▶ **APPLY WHAT YOU READ**:
1: What position does Lee Jun-hee hold, according to the exhibition text?
2: Please list the artists whose works make up <FANTASIA>, as named in the exhibition text.

___ DOCUMENT SECTION ___

Lee Tae-woo (Director of Hampyeong Museum of Art)


<FANTASIA>는 사진을 통해 가상의 세계를 보여주는 구성연, 이정록, 임안나, 한성필 작가의 작품으로 구성된다. 일반적으로 사진의 본질은 현실의 풍경과 사물을 그대로 재현하는 것이다. 이런 사진의 특성을 비틀어서 작가들은 현실의 풍경에 이미지를 더하거나 서로 다른 이미지를 결합하여 가상의 세계를 구현하고 있다. 더 나아가 본인들의 의지를 더 구체적으로 들어내기 위해 소품을 만들고 연출한 장면을 찍어서 현실에서 볼 수 없는 상황을 보여준다. 이러한 다양한 가상 세계를 작품으로 구현하는 이유는 작가마다 다르다. 인간의 어긋난 욕망과 전쟁과 같은 참담한 현실 세계를 풍자하거나 생명의 근원에 관한 질문을 던지기도 한다. 이러한 작품이 지향하는 것은 어쩌면, 가상의 세계를 통해 현실의 세계를 진단하고 더욱더 인간다운 현실을 살아가고픈 바램일 수도 있다고 생각된다. 이번 전시를 통해 보여지는 가상의 이미지가 현실의 삶에 어떤 영향을 줄 수 있을까 궁금하다.


이태우 (함평군립미술관장)




It consists of works that create a fantastical fictional world that does not exist in reality through real objects and subjects.
-
Still life is small in scale and charming, while landscapes are relatively larger in scale and spectacular. If still life photography is realized through a passive "staging," landscape photography is realized through an active "installation."


Lee Jun-hee (Adjunct Professor at Konkuk University)

___ EXCERPTED RECORDS ___

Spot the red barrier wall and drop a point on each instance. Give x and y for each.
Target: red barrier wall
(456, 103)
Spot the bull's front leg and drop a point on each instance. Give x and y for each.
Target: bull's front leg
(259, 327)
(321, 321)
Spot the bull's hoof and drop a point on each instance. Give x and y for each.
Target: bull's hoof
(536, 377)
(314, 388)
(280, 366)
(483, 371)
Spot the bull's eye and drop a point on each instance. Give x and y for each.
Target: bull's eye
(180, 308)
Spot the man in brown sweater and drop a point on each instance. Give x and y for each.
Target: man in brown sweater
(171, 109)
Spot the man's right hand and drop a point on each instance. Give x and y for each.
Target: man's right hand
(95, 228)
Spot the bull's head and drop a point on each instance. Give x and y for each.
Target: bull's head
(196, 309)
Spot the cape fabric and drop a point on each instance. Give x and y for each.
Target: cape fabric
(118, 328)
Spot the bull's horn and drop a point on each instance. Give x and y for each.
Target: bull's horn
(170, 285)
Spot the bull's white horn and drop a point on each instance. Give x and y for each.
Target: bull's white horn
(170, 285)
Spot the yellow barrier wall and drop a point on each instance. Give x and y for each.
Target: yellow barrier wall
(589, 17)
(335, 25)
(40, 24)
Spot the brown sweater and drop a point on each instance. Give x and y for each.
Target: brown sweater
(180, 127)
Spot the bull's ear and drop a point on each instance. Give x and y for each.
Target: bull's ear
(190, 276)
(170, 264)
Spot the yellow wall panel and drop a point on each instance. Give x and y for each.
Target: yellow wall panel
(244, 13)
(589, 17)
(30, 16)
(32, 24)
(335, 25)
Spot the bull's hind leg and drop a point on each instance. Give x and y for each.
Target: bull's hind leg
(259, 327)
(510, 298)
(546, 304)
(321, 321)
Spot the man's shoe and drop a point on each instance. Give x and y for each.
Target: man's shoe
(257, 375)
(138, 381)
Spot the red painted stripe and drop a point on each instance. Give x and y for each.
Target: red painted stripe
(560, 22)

___

▶ **ANSWER SET**:
1: Lee Jun-hee is an Adjunct Professor at Konkuk University.

2: 구성연, 이정록, 임안나, 한성필